◆ **Source extract**:
━━━━━━━━

Bayesian filtering of this group's riff raff. [Archive]

View Full Version : Bayesian filtering of this group's riff raff.

Tman

September 4th 08, 09:53 PM

Kind of on topic, let me tell ya.
Anyone happen across a good Usenet filter that uses Bayesian filtering
or the similar, to filter out unwanted articles based upon a user's (or
a community's) preference.

For those that don't know, these are commonly used in email spam
filters. I think it would work better than a crude old kill file.
It'll identify keywords, or patterns and attributes of messages that you
like (want to see), and those that you don't. It'll learn from your
feedback and then get smart enough to classify the messages. It works
_really well_ for email, in spite of spammers trying to thwart it.

This could be even more powerful by having a (secure) community of users
with common interests within the subset of RAP vote to train the
classifier with more volume and less user effort. WOuld need to think
about vandalism and make sure it is secure however.

Anything like this out there - for NNTP / news? I'd apprecaite any
leads. Guess I can just google this,,, and I will now, but also
interested in what some feedback might be.

RAP motivates me to write a crude one and see how it works, perhaps by
adopting pieces of spamassassin (a classifier commonly used for email).

T

John Clear

September 4th 08, 10:04 PM

In article >, Tman <x@x> wrote:
>Kind of on topic, let me tell ya.
>Anyone happen across a good Usenet filter that uses Bayesian filtering
>or the similar, to filter out unwanted articles based upon a user's (or
>a community's) preference.

You don't need anything so complex. I just killfile MX, Bertie,
and ALL followups to them, and that kills 99% of the crap.

200 new articles goes to 20 after the killfile takes care of the
circle jerkers.

John
--
John Clear - http://www.clear-prop.org/

Mike[_22_]

September 4th 08, 10:11 PM

"Tman" <x@x> wrote in message
. ..
> Kind of on topic, let me tell ya.
> Anyone happen across a good Usenet filter that uses Bayesian filtering or
> the similar, to filter out unwanted articles based upon a user's (or a
> community's) preference.

The best you're going to get is a client side filter like nfilter. It takes
a bit to learn how to use it and set it up, but with it you can even filter
out the nymshifters by using parts of their header they can't change.

alexy

September 4th 08, 11:01 PM

Tman <x@x> wrote:

>Kind of on topic, let me tell ya.
>Anyone happen across a good Usenet filter that uses Bayesian filtering
>or the similar, to filter out unwanted articles based upon a user's (or
>a community's) preference.
>
>For those that don't know, these are commonly used in email spam
>filters. I think it would work better than a crude old kill file.

━━━━━━━━

◆ **Given entries**:
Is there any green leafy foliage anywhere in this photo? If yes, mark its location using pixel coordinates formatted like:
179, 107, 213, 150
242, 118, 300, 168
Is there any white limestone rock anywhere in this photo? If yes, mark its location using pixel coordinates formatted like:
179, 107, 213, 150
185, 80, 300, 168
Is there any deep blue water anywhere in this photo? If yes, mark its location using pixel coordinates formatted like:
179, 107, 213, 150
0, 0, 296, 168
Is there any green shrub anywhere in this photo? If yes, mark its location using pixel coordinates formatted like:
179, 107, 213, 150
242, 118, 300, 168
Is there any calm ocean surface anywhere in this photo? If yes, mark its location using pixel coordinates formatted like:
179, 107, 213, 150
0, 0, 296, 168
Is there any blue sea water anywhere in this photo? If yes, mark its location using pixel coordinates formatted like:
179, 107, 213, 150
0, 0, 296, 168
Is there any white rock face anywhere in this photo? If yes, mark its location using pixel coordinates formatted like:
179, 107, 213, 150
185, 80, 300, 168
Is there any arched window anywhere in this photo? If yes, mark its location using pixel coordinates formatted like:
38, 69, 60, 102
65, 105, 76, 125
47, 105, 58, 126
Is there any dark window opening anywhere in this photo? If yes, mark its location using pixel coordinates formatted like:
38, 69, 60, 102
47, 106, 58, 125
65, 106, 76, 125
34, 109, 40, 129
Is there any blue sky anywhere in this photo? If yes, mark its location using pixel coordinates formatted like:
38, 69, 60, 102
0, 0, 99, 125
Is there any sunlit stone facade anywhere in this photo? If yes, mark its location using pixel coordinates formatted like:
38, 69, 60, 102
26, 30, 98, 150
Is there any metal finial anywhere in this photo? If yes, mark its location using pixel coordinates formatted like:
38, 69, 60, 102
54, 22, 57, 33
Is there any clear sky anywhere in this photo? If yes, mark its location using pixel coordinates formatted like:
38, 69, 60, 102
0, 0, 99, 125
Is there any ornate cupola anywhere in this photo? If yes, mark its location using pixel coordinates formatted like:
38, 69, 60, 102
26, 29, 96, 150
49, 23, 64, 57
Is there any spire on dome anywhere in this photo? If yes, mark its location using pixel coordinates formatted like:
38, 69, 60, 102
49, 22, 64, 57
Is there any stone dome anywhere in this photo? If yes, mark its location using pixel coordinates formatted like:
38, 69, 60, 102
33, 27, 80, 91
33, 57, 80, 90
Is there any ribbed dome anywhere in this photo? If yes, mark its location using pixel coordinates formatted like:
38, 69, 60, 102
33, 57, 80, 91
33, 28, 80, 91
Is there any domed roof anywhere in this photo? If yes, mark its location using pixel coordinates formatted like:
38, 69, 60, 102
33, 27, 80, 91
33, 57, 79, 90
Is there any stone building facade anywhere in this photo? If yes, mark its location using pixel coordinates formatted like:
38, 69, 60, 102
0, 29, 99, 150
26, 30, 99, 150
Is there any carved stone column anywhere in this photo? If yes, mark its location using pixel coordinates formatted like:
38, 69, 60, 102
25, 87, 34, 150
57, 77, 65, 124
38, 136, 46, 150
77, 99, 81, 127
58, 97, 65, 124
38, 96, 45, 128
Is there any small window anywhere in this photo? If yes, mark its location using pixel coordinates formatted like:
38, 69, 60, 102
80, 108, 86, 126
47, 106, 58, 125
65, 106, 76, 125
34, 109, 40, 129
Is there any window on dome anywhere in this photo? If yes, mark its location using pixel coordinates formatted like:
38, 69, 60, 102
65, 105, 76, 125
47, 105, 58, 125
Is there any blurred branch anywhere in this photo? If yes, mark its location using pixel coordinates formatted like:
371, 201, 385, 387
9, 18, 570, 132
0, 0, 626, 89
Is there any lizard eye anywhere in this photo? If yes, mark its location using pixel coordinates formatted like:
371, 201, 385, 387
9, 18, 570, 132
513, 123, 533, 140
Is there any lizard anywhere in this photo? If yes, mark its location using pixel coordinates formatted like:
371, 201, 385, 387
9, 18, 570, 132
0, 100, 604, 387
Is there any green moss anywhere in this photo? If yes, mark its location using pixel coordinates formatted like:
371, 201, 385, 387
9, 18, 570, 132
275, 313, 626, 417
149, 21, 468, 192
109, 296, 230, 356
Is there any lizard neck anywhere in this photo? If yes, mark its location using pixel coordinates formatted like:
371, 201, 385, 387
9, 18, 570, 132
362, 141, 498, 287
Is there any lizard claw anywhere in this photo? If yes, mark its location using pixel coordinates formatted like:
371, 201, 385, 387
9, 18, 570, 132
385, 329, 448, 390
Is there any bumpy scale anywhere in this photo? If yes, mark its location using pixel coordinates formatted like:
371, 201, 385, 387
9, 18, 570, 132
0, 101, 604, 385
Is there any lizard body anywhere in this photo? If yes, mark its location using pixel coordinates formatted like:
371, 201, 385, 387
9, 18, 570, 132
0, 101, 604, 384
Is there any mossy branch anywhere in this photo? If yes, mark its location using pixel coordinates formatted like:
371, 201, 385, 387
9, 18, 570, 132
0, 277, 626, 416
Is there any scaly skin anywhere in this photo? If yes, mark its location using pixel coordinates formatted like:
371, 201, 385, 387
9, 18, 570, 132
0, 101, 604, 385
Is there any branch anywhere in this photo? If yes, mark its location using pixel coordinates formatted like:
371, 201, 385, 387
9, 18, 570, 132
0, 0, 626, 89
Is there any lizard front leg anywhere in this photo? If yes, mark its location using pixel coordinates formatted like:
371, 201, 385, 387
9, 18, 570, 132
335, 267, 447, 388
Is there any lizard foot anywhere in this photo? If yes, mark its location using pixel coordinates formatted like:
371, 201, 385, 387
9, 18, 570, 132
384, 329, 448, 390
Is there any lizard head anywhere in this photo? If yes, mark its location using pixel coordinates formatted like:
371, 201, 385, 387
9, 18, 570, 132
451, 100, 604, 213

━━━━━━━━

◆ **Work instructions**: Reproduce word for word the part of the Usenet filtering thread above starting at "It'll identify keywords, or" and ending at "feedback might be.".

◆ **Correct response**:
It'll identify keywords, or patterns and attributes of messages that you
like (want to see), and those that you don't. It'll learn from your
feedback and then get smart enough to classify the messages. It works
_really well_ for email, in spite of spammers trying to thwart it.

This could be even more powerful by having a (secure) community of users
with common interests within the subset of RAP vote to train the
classifier with more volume and less user effort. WOuld need to think
about vandalism and make sure it is secure however.

Anything like this out there - for NNTP / news? I'd apprecaite any
leads. Guess I can just google this,,, and I will now, but also
interested in what some feedback might be.